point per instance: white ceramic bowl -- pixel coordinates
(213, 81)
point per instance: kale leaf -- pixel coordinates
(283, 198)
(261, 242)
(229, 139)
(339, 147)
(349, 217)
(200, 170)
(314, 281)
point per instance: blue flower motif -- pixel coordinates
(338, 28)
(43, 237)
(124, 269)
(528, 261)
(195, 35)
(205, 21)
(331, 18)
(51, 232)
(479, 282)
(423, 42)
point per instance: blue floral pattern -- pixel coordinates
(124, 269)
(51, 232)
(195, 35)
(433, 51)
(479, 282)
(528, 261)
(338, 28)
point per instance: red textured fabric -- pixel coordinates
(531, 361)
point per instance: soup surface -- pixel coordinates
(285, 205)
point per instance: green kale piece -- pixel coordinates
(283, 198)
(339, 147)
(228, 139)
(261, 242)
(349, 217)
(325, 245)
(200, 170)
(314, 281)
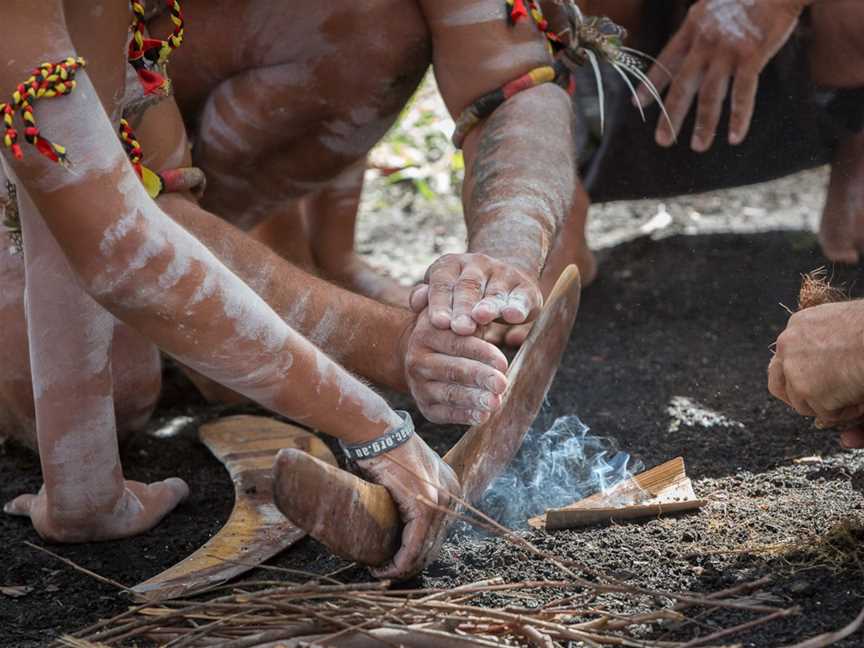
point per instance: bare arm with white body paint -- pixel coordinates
(147, 270)
(722, 46)
(520, 170)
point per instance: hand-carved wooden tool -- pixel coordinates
(256, 530)
(359, 520)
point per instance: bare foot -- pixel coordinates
(355, 274)
(841, 231)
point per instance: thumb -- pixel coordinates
(21, 505)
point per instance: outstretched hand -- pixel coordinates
(721, 42)
(467, 291)
(818, 367)
(139, 508)
(415, 474)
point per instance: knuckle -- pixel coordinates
(471, 283)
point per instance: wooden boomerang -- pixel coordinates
(359, 521)
(256, 530)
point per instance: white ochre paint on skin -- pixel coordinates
(78, 464)
(474, 14)
(731, 18)
(73, 115)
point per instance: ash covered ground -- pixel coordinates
(668, 358)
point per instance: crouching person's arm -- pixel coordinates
(818, 367)
(145, 269)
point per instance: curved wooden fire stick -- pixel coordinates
(358, 520)
(256, 530)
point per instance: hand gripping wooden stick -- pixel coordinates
(358, 520)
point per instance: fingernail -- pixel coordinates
(441, 315)
(464, 322)
(491, 383)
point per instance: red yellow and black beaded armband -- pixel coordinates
(47, 81)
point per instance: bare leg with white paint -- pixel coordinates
(131, 259)
(332, 236)
(85, 496)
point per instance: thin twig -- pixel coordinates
(83, 570)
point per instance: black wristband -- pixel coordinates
(392, 438)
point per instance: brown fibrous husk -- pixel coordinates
(816, 290)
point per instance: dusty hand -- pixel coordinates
(409, 472)
(719, 40)
(453, 378)
(464, 291)
(819, 365)
(139, 508)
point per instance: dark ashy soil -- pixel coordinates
(688, 317)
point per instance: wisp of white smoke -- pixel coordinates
(554, 468)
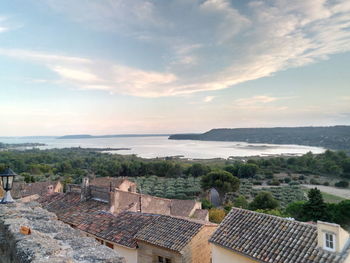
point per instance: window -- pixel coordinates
(329, 241)
(163, 260)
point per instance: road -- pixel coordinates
(345, 193)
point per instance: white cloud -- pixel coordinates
(3, 27)
(209, 98)
(254, 100)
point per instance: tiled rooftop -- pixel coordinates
(271, 239)
(169, 232)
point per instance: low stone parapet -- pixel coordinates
(31, 234)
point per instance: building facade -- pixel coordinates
(245, 236)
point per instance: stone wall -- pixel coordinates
(50, 240)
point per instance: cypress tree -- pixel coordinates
(315, 208)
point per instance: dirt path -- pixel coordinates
(345, 193)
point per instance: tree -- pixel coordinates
(295, 209)
(197, 170)
(216, 215)
(221, 180)
(247, 170)
(265, 201)
(315, 208)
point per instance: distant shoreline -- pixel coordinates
(88, 136)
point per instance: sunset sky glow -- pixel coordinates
(137, 66)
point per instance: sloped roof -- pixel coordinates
(268, 238)
(119, 229)
(69, 208)
(169, 232)
(200, 214)
(21, 189)
(182, 207)
(113, 182)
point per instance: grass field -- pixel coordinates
(328, 198)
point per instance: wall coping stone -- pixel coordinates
(50, 241)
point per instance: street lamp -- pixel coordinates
(7, 180)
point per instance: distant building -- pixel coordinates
(121, 196)
(246, 236)
(137, 236)
(120, 183)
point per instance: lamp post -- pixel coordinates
(7, 177)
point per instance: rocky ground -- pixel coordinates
(50, 240)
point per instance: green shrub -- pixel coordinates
(342, 184)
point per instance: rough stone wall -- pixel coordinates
(50, 241)
(127, 201)
(199, 249)
(148, 253)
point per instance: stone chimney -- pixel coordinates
(85, 191)
(50, 189)
(332, 237)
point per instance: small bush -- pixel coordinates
(342, 184)
(216, 215)
(301, 177)
(273, 182)
(206, 204)
(294, 183)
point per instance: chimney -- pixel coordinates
(85, 191)
(332, 237)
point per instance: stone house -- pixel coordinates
(120, 183)
(137, 236)
(246, 237)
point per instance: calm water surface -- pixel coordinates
(150, 147)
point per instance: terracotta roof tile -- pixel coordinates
(271, 239)
(125, 228)
(200, 214)
(182, 207)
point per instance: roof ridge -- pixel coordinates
(292, 220)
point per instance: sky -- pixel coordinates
(175, 66)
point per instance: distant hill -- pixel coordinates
(333, 137)
(87, 136)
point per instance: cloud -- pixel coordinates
(209, 98)
(209, 45)
(254, 100)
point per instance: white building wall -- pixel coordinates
(129, 254)
(223, 255)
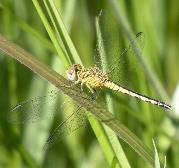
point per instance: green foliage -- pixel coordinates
(38, 29)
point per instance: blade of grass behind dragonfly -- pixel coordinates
(56, 79)
(60, 28)
(51, 33)
(65, 33)
(116, 148)
(123, 22)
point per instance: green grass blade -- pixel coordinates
(100, 113)
(118, 152)
(51, 33)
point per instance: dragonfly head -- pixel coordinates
(72, 72)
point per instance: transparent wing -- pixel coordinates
(118, 61)
(31, 110)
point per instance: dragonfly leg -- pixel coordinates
(81, 88)
(93, 91)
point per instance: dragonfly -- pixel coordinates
(93, 78)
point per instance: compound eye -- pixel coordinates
(71, 74)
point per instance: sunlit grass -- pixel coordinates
(35, 34)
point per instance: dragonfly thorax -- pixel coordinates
(72, 72)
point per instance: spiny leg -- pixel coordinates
(93, 91)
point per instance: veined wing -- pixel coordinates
(31, 110)
(109, 57)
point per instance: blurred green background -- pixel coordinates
(20, 144)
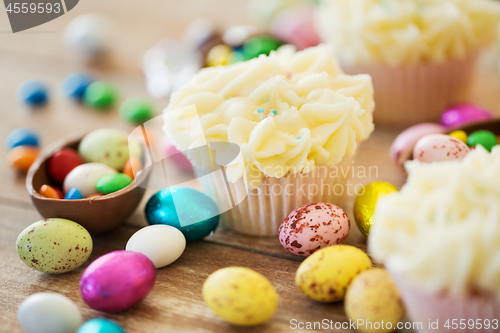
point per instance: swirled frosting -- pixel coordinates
(397, 32)
(288, 112)
(442, 230)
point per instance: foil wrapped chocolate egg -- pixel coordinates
(366, 201)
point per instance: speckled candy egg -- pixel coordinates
(439, 148)
(240, 296)
(325, 275)
(117, 281)
(84, 178)
(373, 297)
(54, 245)
(109, 146)
(49, 313)
(313, 227)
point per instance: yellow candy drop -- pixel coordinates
(373, 301)
(218, 55)
(325, 275)
(364, 205)
(240, 296)
(460, 135)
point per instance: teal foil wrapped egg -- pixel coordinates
(190, 211)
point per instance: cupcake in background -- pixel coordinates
(420, 53)
(297, 119)
(439, 237)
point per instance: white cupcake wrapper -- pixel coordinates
(425, 308)
(261, 211)
(409, 95)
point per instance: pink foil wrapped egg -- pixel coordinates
(462, 114)
(312, 227)
(117, 281)
(402, 147)
(439, 148)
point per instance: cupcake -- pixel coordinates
(297, 120)
(439, 237)
(420, 53)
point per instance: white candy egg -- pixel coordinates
(84, 177)
(162, 244)
(49, 313)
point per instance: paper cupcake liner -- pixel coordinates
(260, 211)
(427, 308)
(409, 95)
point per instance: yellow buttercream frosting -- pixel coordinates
(402, 32)
(441, 232)
(288, 112)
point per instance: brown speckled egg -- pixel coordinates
(54, 245)
(313, 227)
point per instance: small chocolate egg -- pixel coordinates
(402, 147)
(54, 245)
(100, 325)
(109, 146)
(439, 148)
(459, 115)
(484, 138)
(61, 163)
(49, 313)
(325, 275)
(365, 202)
(117, 281)
(312, 227)
(240, 296)
(84, 178)
(373, 297)
(162, 244)
(194, 213)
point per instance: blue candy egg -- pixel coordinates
(33, 93)
(74, 85)
(100, 325)
(190, 211)
(22, 136)
(73, 194)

● Exercise aim
Render everything from the line containing "point per instance: swirled" down to the end of the items as a JSON list of strings, one string per line, leaving out blank lines.

● Solution below
[
  "point per instance: swirled frosting -- pixel coordinates",
  "(397, 32)",
  "(288, 112)",
  "(442, 230)",
  "point per instance: foil wrapped chocolate egg -- pixel coordinates",
  "(366, 201)",
  "point per instance: speckled candy egg -- pixel coordinates",
  "(439, 148)",
  "(240, 296)",
  "(325, 275)",
  "(117, 281)",
  "(84, 178)",
  "(373, 297)",
  "(54, 245)",
  "(109, 146)",
  "(49, 313)",
  "(313, 227)",
  "point per instance: yellow candy drop -- pixel coordinates",
  "(373, 301)",
  "(218, 55)",
  "(325, 275)",
  "(364, 205)",
  "(240, 296)",
  "(460, 135)",
  "point per instance: teal foil wrapped egg -- pixel coordinates",
  "(190, 211)",
  "point per instance: cupcake in background -- pixel coordinates",
  "(420, 53)",
  "(297, 119)",
  "(439, 237)",
  "point per instance: white cupcake wrapper -- pixel coordinates",
  "(425, 308)",
  "(261, 211)",
  "(409, 95)",
  "point per instance: pink foil wrapped egg -- pixel coordinates",
  "(462, 114)",
  "(312, 227)",
  "(117, 281)",
  "(402, 147)",
  "(439, 148)",
  "point per instance: cupcake -- pixel coordinates",
  "(297, 120)",
  "(439, 237)",
  "(420, 53)",
  "point per instance: white candy egg -- pixel coordinates",
  "(84, 177)",
  "(162, 244)",
  "(49, 313)",
  "point per instance: paper cupcake liner -- pixel coordinates",
  "(260, 211)",
  "(427, 308)",
  "(409, 95)",
  "point per instance: yellow buttercream frosting -- pixel coordinates",
  "(402, 32)",
  "(441, 232)",
  "(288, 112)",
  "point per instance: brown speckled egg -- pixel coordinates",
  "(54, 245)",
  "(313, 227)",
  "point per instance: small chocolate egg -- pixel coordinates",
  "(402, 147)",
  "(54, 245)",
  "(100, 325)",
  "(109, 146)",
  "(439, 148)",
  "(459, 115)",
  "(484, 138)",
  "(61, 163)",
  "(49, 313)",
  "(325, 275)",
  "(365, 202)",
  "(117, 281)",
  "(312, 227)",
  "(240, 296)",
  "(84, 178)",
  "(373, 297)",
  "(162, 244)",
  "(194, 213)",
  "point per instance: blue candy egg -- pixel coordinates",
  "(33, 93)",
  "(74, 85)",
  "(100, 325)",
  "(190, 211)",
  "(22, 136)",
  "(73, 194)"
]